- Objective -
Please put the entries below into a JSON list of strings, one string per line with blank lines omitted, starting at the very first line and going through the line that contains "[512,339,582,379]", that line included.

- Data for this task -
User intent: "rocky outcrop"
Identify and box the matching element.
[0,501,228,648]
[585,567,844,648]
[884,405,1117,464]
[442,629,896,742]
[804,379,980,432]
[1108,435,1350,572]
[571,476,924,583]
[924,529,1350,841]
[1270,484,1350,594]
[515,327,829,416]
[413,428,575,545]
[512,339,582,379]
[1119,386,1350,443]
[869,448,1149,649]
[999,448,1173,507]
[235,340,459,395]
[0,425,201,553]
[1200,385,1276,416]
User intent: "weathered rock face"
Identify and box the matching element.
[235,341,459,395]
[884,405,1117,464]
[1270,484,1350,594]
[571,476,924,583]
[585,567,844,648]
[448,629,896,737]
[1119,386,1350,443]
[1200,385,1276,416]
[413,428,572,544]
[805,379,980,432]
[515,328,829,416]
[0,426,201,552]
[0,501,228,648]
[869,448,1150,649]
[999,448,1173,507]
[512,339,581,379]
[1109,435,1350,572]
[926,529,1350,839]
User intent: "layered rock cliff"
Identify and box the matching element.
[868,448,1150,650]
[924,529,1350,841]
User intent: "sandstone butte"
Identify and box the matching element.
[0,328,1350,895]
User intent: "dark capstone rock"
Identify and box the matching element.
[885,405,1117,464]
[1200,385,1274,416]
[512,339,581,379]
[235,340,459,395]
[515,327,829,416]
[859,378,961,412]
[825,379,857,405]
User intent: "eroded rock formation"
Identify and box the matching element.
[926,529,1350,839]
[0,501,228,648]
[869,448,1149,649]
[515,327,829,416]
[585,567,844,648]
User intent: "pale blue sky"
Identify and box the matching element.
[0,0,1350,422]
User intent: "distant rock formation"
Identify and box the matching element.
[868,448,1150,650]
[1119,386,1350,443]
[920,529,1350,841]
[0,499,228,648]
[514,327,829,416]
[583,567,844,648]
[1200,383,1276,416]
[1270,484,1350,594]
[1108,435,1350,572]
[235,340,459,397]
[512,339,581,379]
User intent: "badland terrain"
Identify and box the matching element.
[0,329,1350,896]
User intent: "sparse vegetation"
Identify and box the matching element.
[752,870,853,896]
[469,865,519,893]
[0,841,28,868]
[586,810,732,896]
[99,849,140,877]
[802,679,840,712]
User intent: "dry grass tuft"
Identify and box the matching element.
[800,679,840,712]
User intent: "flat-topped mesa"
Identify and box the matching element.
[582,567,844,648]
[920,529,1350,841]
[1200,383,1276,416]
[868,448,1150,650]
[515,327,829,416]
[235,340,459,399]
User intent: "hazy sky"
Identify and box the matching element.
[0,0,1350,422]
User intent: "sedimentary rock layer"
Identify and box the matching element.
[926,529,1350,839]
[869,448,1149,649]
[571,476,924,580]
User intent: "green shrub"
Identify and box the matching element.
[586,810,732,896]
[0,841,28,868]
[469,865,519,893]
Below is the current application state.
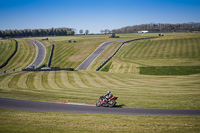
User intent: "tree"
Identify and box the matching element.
[85,30,89,35]
[79,29,83,34]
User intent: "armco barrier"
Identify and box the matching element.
[47,44,54,67]
[0,40,18,69]
[96,37,156,71]
[22,67,74,71]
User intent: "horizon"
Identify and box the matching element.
[0,0,200,34]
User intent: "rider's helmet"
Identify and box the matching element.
[107,91,111,94]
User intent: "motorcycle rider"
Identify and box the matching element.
[104,91,113,103]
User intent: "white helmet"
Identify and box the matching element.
[107,91,111,94]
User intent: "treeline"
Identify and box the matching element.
[0,28,75,38]
[112,23,200,33]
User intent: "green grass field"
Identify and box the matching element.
[0,39,37,72]
[99,33,200,74]
[0,39,15,65]
[0,109,200,133]
[0,33,200,133]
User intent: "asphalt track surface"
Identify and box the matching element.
[0,39,46,74]
[76,40,127,70]
[26,39,46,68]
[0,97,200,116]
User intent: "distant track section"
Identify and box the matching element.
[0,40,18,69]
[76,40,127,70]
[0,97,200,116]
[26,39,46,68]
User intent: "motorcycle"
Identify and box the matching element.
[96,96,118,108]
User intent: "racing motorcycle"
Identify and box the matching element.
[96,96,118,108]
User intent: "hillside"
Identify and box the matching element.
[0,39,37,72]
[32,34,157,69]
[99,33,200,74]
[0,39,15,65]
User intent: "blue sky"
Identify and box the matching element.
[0,0,200,33]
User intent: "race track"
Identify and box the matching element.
[76,40,127,70]
[0,97,200,116]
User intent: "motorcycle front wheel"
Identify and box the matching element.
[96,101,101,107]
[109,100,116,108]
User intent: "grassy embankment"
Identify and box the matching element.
[97,33,200,75]
[0,109,200,133]
[32,34,157,68]
[0,34,200,132]
[0,39,15,65]
[0,39,37,72]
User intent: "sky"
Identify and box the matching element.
[0,0,200,33]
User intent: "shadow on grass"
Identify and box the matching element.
[113,104,125,108]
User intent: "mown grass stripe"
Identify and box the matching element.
[48,71,61,89]
[0,73,18,89]
[94,73,116,86]
[8,73,22,88]
[17,72,31,89]
[26,72,36,89]
[81,73,102,87]
[67,72,81,88]
[73,72,88,88]
[55,71,67,89]
[33,72,45,90]
[42,72,53,90]
[78,71,94,87]
[61,71,74,88]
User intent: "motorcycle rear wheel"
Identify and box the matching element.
[96,101,101,107]
[109,100,116,108]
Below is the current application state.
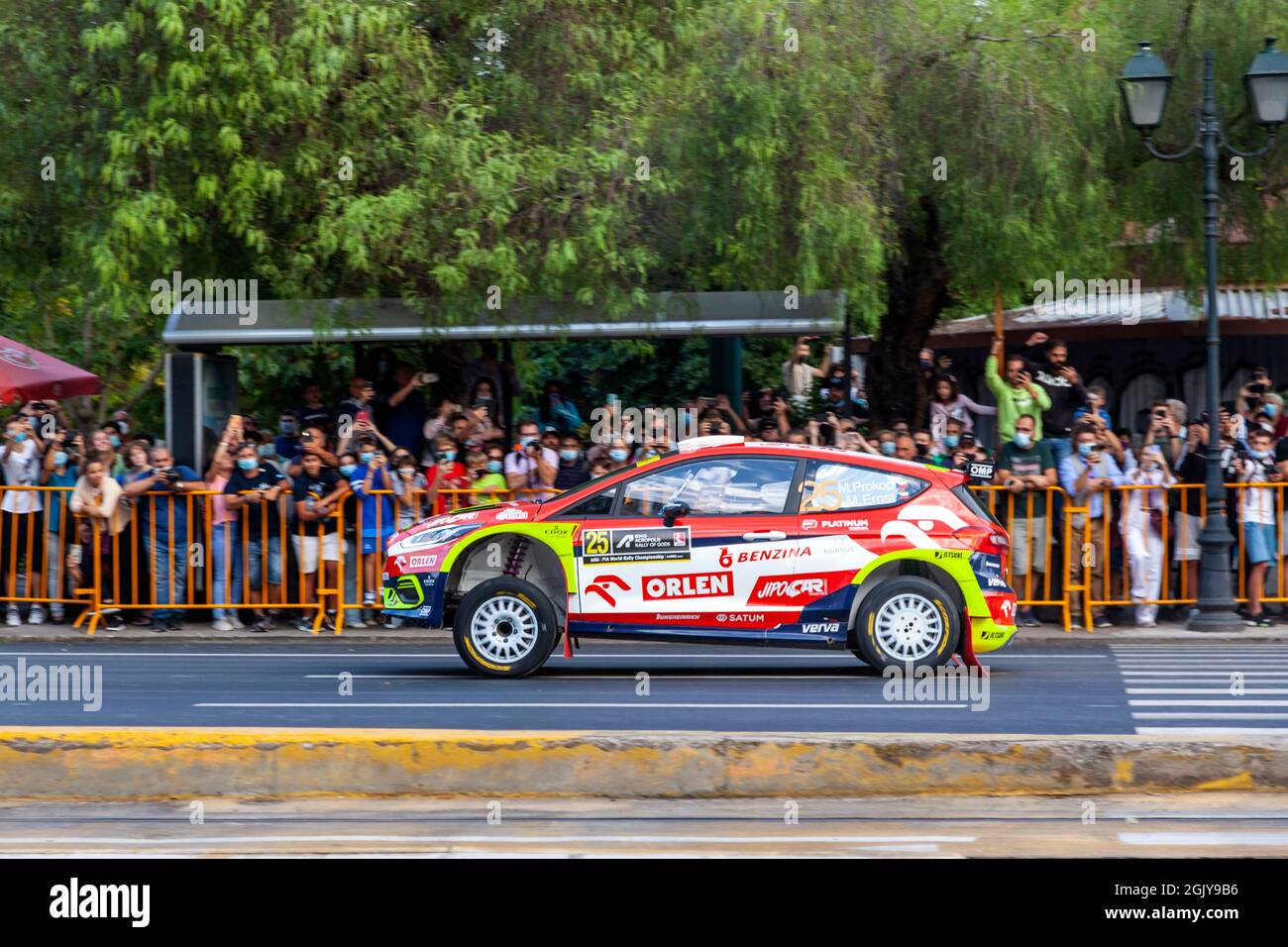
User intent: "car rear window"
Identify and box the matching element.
[802,460,930,513]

- Answer in full -
[
  "User intent: \"rocky outcrop\"",
  "Identify and box the matching element.",
  "[0,501,228,648]",
  "[585,567,844,648]",
  "[884,405,1117,464]",
  "[442,629,896,742]",
  "[804,379,980,432]",
  "[1108,435,1350,572]",
  "[571,476,924,583]",
  "[924,529,1350,841]",
  "[1270,484,1350,594]",
  "[515,327,829,416]",
  "[413,428,575,545]",
  "[512,339,582,379]"
]